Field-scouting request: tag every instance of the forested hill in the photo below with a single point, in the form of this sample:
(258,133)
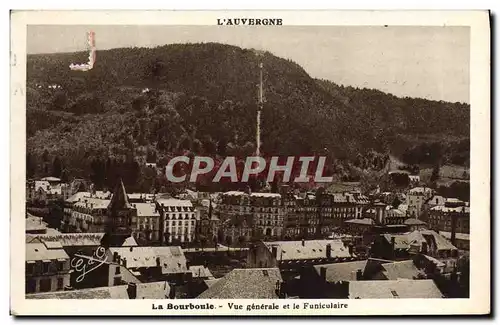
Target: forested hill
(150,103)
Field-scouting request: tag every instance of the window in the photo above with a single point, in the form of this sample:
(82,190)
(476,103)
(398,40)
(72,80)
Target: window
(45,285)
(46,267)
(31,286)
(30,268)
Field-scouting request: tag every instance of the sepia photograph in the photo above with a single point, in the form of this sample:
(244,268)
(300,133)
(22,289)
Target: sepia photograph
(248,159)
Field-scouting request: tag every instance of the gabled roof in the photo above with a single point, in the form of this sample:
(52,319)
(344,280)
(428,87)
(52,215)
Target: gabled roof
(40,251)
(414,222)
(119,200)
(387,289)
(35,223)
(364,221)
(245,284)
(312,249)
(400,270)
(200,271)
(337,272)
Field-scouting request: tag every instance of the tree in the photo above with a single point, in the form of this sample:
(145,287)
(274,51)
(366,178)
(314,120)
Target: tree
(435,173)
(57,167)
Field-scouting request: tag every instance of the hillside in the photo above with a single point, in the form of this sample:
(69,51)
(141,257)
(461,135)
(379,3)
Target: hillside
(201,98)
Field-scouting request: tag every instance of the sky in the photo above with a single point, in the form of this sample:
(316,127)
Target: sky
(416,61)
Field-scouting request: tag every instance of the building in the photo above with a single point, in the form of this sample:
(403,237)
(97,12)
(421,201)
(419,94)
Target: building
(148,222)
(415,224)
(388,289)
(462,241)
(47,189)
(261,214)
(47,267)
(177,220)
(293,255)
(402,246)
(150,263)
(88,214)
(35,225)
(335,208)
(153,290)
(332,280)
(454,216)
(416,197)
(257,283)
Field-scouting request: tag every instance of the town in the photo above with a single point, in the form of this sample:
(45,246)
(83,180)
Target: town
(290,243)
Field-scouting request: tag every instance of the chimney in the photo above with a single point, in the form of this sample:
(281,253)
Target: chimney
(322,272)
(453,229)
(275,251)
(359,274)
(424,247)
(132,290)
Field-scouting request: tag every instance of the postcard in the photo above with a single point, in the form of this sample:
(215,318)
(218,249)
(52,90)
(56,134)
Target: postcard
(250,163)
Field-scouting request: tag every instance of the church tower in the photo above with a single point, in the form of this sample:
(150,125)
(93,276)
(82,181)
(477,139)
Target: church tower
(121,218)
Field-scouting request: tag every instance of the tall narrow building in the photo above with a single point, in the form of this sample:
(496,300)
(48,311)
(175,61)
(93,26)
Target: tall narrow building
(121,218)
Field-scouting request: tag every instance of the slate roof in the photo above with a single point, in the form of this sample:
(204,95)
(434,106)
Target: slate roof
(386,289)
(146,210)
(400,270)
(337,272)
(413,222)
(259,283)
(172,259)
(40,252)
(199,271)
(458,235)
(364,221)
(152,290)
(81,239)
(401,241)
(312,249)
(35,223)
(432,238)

· · ·

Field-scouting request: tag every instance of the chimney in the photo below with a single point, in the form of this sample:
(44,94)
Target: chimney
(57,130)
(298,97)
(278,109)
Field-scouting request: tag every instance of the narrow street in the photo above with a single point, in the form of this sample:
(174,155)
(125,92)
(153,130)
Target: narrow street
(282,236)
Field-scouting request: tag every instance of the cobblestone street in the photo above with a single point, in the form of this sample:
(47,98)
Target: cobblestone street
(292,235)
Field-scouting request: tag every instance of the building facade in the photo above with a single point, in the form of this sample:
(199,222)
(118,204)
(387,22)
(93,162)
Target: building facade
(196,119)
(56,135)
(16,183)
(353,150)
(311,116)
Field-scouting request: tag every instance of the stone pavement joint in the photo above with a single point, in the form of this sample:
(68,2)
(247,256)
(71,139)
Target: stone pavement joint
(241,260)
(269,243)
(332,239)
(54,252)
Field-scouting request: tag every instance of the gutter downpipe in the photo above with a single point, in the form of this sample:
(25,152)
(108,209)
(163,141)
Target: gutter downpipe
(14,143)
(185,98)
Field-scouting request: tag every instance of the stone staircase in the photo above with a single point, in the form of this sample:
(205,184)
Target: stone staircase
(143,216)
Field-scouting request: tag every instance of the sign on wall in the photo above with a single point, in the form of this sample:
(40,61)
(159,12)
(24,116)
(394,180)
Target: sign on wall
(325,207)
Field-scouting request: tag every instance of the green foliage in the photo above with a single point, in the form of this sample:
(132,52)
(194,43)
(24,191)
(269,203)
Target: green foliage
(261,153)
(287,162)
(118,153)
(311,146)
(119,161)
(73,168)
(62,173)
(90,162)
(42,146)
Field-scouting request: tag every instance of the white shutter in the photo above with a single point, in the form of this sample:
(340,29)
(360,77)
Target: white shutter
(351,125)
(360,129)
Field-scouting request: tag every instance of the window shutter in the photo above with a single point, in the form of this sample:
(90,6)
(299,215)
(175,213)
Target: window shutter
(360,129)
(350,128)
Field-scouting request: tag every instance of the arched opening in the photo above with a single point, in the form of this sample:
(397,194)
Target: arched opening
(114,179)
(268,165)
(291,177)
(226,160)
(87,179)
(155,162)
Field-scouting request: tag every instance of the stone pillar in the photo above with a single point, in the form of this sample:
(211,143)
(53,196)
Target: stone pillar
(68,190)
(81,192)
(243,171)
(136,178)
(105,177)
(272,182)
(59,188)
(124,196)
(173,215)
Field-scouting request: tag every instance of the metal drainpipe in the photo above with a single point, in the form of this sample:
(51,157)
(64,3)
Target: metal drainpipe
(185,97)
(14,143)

· · ·

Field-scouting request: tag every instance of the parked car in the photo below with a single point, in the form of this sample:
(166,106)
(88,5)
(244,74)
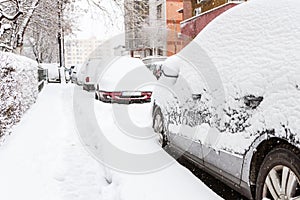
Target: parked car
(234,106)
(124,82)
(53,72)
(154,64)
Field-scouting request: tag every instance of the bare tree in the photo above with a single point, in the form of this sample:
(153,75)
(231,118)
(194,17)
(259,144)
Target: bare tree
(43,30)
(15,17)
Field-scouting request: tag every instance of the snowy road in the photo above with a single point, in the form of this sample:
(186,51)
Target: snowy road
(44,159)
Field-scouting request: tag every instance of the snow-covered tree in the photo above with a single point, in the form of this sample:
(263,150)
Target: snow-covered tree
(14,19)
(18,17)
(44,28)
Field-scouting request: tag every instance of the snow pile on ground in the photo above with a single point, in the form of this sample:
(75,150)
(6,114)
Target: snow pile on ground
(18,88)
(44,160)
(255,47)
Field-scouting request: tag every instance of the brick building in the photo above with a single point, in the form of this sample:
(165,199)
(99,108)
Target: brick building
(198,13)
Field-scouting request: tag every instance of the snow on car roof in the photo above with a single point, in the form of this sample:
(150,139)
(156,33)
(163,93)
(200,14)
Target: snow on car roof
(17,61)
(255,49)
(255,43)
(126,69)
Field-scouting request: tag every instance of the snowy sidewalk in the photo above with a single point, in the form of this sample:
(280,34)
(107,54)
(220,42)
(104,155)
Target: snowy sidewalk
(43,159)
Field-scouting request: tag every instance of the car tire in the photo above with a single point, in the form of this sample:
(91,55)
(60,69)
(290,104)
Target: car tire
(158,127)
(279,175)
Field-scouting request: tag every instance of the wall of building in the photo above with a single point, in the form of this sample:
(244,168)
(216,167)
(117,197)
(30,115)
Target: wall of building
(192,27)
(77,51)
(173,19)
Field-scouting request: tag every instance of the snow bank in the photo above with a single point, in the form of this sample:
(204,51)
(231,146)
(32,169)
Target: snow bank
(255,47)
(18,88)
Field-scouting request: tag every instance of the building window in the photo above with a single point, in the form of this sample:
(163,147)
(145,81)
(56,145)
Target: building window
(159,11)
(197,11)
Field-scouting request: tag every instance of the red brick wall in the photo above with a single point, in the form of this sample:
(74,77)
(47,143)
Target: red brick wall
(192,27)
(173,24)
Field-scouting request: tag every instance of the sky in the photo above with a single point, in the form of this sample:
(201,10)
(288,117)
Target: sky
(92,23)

· · ·

# Task details
Go through the entries and copy every line that has "below".

# Written solution
Field-scouting request: tag every instance of the forested hill in the photo below with a single point, in the form of this sample:
Field-scouting request: tag every instance of the chimney in the photo below with a single point, in the form of this sample:
Field-scouting request: tag every instance of the parked car in the photo below with a single point, in the form of this sample:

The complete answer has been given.